Reproduce the listing below verbatim, with every line in its original order. Omit the pictures from your reproduction.

[Dataset excerpt]
# # # #
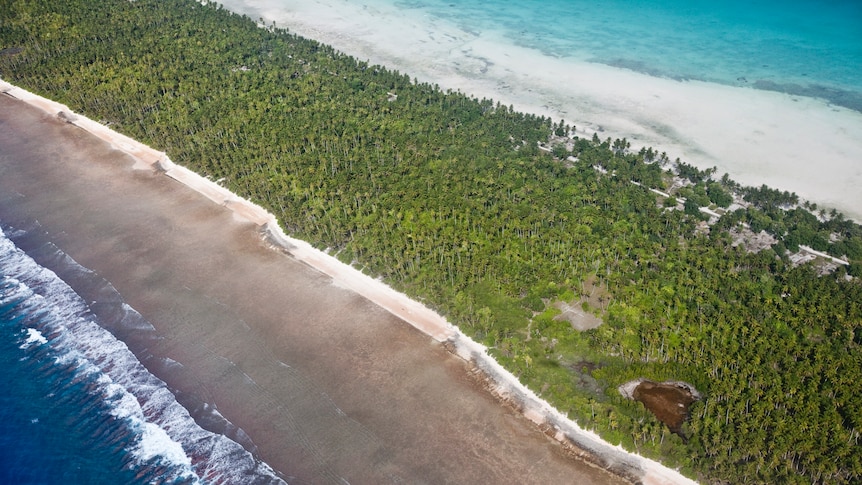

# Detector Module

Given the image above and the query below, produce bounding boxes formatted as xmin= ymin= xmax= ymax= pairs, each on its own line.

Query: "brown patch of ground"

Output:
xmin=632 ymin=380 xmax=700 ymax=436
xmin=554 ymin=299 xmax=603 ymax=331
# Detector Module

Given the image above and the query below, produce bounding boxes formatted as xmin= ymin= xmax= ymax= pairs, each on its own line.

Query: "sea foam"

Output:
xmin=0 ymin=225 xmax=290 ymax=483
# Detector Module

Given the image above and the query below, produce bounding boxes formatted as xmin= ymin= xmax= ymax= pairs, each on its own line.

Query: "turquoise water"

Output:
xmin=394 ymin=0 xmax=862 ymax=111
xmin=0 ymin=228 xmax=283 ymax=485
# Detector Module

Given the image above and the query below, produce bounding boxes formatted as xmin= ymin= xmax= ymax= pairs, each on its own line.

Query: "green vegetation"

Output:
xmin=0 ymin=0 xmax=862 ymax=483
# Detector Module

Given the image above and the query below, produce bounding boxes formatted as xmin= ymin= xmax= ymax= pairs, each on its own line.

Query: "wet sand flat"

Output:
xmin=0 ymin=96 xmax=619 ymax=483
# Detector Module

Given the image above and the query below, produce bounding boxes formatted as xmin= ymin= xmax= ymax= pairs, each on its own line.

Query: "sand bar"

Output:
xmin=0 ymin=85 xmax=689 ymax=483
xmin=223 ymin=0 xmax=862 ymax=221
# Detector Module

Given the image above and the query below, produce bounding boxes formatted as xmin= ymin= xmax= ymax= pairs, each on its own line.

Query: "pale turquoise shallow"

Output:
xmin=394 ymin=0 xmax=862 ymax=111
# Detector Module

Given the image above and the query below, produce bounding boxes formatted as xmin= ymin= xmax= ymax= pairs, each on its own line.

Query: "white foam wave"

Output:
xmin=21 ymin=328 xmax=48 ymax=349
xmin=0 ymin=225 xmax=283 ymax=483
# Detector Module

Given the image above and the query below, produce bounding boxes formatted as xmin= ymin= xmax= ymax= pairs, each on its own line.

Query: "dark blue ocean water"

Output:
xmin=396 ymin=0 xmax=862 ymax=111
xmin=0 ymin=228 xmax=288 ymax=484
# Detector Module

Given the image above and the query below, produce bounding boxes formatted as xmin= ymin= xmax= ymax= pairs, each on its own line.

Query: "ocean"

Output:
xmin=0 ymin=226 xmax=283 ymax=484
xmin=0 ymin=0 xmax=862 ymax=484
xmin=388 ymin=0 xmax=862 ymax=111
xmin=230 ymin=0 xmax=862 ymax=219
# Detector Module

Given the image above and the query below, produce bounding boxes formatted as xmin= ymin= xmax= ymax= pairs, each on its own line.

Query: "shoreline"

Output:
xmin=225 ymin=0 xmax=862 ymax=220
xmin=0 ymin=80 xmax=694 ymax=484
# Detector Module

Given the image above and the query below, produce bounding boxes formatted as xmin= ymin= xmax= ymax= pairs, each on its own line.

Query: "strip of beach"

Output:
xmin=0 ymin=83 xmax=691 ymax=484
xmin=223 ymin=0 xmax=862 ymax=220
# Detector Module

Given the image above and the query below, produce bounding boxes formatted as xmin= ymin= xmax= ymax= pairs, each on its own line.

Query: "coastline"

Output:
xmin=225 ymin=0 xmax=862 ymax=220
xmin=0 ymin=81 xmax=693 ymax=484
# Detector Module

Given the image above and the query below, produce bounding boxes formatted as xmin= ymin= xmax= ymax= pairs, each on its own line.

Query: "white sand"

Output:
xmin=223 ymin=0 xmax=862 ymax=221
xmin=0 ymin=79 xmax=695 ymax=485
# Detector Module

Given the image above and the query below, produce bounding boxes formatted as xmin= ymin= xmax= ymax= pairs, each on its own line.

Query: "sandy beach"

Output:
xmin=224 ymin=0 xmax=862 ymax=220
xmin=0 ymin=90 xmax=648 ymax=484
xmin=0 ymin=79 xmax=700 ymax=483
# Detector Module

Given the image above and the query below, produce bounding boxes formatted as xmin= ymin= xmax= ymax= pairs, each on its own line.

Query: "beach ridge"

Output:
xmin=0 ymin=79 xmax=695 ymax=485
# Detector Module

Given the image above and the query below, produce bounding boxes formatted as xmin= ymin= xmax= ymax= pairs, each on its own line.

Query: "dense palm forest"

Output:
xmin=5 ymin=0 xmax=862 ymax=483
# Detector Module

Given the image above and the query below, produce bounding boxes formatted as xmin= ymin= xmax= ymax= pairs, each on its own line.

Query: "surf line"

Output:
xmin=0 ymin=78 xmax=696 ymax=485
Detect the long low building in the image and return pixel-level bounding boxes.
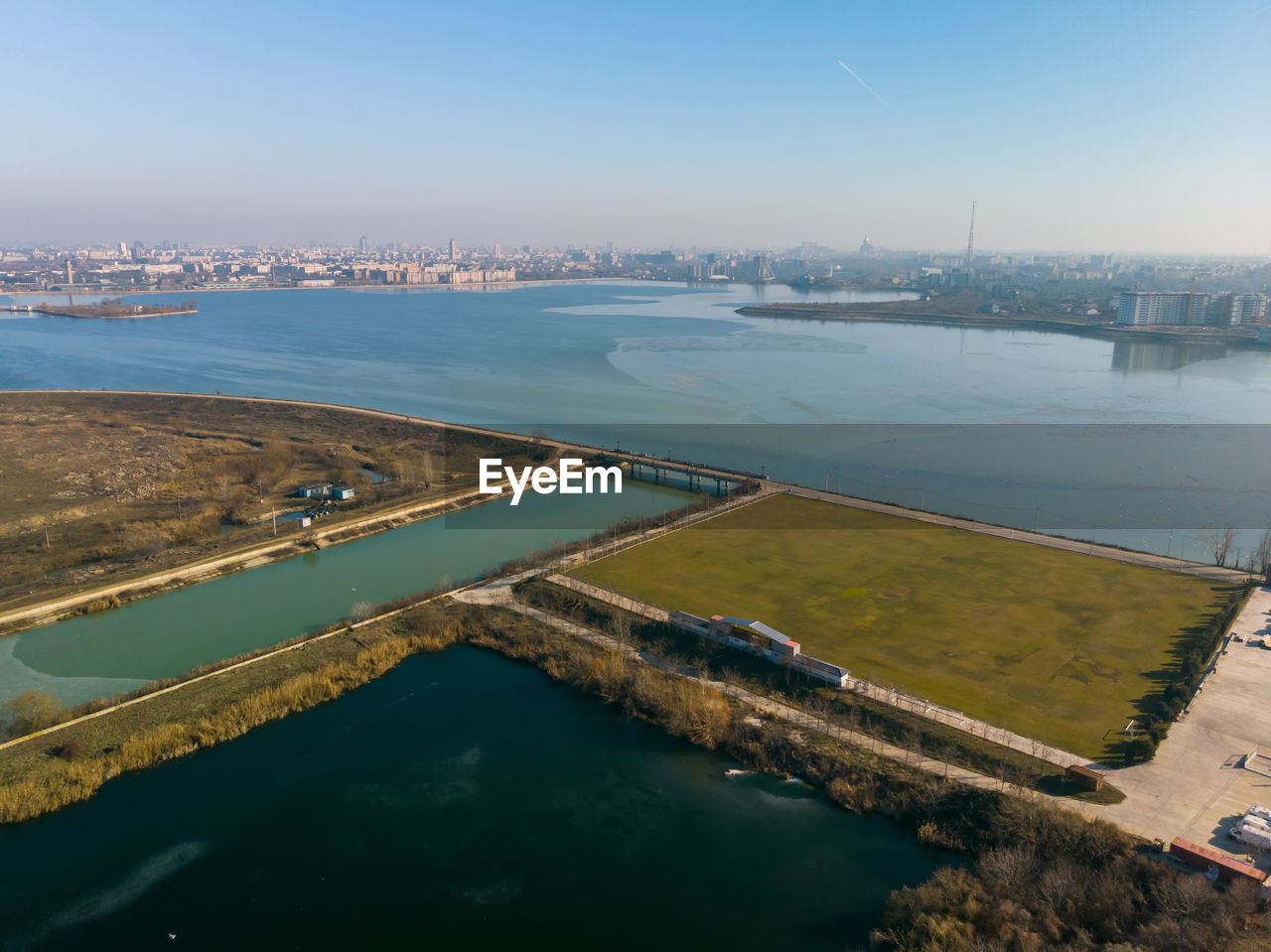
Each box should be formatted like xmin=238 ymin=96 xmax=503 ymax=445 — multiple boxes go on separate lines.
# # # #
--- Task solution ---
# Detector Module

Given the image above and the query below, produce bounding boxes formatted as xmin= ymin= xmax= ymax= pairs, each on its own line.

Query: "brown patch of ground"

Output:
xmin=632 ymin=380 xmax=700 ymax=436
xmin=554 ymin=299 xmax=603 ymax=331
# Detector Module

Given the image above and the query below, produce bounding boxes formatted as xmin= ymin= xmax= ymax= pairs, each on its own line.

Query: "sea foam"

Output:
xmin=0 ymin=225 xmax=290 ymax=483
# Detector Module

Given the image above and the query below, produce bounding boxes formatted as xmin= ymin= xmax= ymax= pairs, each on its own line.

Query: "turquoise water"

Output:
xmin=394 ymin=0 xmax=862 ymax=111
xmin=0 ymin=228 xmax=283 ymax=485
# Detector Module

Given the image above and the query below, produce bounding boxes formatted as xmin= ymin= xmax= ymax= pairs, each on its own line.

Query: "green vegetation"

Output:
xmin=0 ymin=0 xmax=862 ymax=483
# Detector Module

Given the image above and the query below, produce bounding boxes formatted as xmin= ymin= xmax= ymax= pairs, each on its own line.

Query: "wet sand flat"

Output:
xmin=0 ymin=96 xmax=619 ymax=483
# Detector Module

Given the image above and the query below, produce bounding boxes formatted as xmin= ymin= xmax= ymax= pairs, each on its own line.

Query: "sand bar"

Output:
xmin=0 ymin=85 xmax=689 ymax=483
xmin=223 ymin=0 xmax=862 ymax=221
# Detector Module

Given the image above and the query below, produce bounding boxes formatted as xmin= ymin= xmax= ymax= pairs, each on its own line.

Query: "pale turquoise shallow"

Output:
xmin=394 ymin=0 xmax=862 ymax=111
# Detector Module

Given the image above and the query below, produce bounding boxes formatted as xmin= ymin= xmax= ymax= pairs, each on its own line.

Query: "white foam wave"

Output:
xmin=21 ymin=328 xmax=48 ymax=349
xmin=0 ymin=225 xmax=283 ymax=483
# Detector Module

Given the image above and the query below, produce bounding boxes formatted as xmin= ymin= xmax= ymax= pairs, each on its own line.

Query: "dark blue ocean water"

Output:
xmin=396 ymin=0 xmax=862 ymax=111
xmin=0 ymin=228 xmax=288 ymax=484
# Detector Module

Given the image above and the query below, produce bounding boxes formatted as xmin= ymin= xmax= ymax= pairs, each on its own line.

Query: "ocean"

Output:
xmin=0 ymin=226 xmax=283 ymax=484
xmin=0 ymin=0 xmax=862 ymax=484
xmin=388 ymin=0 xmax=862 ymax=111
xmin=230 ymin=0 xmax=862 ymax=219
# Detector Module

Given the image above and the query below, produce bounding boxes formatted as xmin= ymin= xmax= ymax= pairs, each on its own line.

Query: "shoreline"

Output:
xmin=225 ymin=0 xmax=862 ymax=220
xmin=0 ymin=80 xmax=694 ymax=484
# Detector Module

Given the image above and the query below, produce bounding boxes formatted as xmin= ymin= xmax= ymax= pairs, each on its own line.

Query: "strip of beach"

Output:
xmin=0 ymin=83 xmax=691 ymax=484
xmin=223 ymin=0 xmax=862 ymax=220
# Detector Module

Given the image above and the query below, produce bounding boxes formatted as xmin= ymin= xmax= ymax= pairs, each on its own line.

Query: "coastline"

Output:
xmin=225 ymin=0 xmax=862 ymax=220
xmin=0 ymin=81 xmax=693 ymax=484
# Detector Module

Given the image above and the query below, produce bounding boxes formatted as xmin= ymin= xmax= ymax= pairs, each on its own line.

Query: "white sand"

Output:
xmin=223 ymin=0 xmax=862 ymax=221
xmin=0 ymin=79 xmax=695 ymax=485
# Detector Module

Given the image above and the query below, produce bounding boxes formatted as xmin= ymin= xmax= ymax= pairs, each on its own line.

Query: "sandy beach"

Output:
xmin=224 ymin=0 xmax=862 ymax=220
xmin=0 ymin=90 xmax=648 ymax=484
xmin=0 ymin=79 xmax=700 ymax=483
# Detector Module

Given the image above and the query below, produce bounding boxes formatted as xmin= ymin= xmax= ymax= pairs, each on its own line.

Query: "beach ridge"

Output:
xmin=0 ymin=79 xmax=695 ymax=485
# Detector Module

Given the image above and the query below, produce bounding boxes formatted as xmin= ymin= xmax= ymax= pairs, each on its own line.

Query: "dense palm forest"

Output:
xmin=5 ymin=0 xmax=862 ymax=483
# Detector Module

Given the image above and the query below, produce bounding boxes formatted as xmin= ymin= xmax= ymax= pairs, each on its own line.

Query: "surf line"

Output:
xmin=0 ymin=78 xmax=696 ymax=485
Detect the long low building in the image and return pixel-level bounding boxes.
Each box should be formatted like xmin=238 ymin=96 xmax=503 ymax=445 — multiple boxes go on separate lines.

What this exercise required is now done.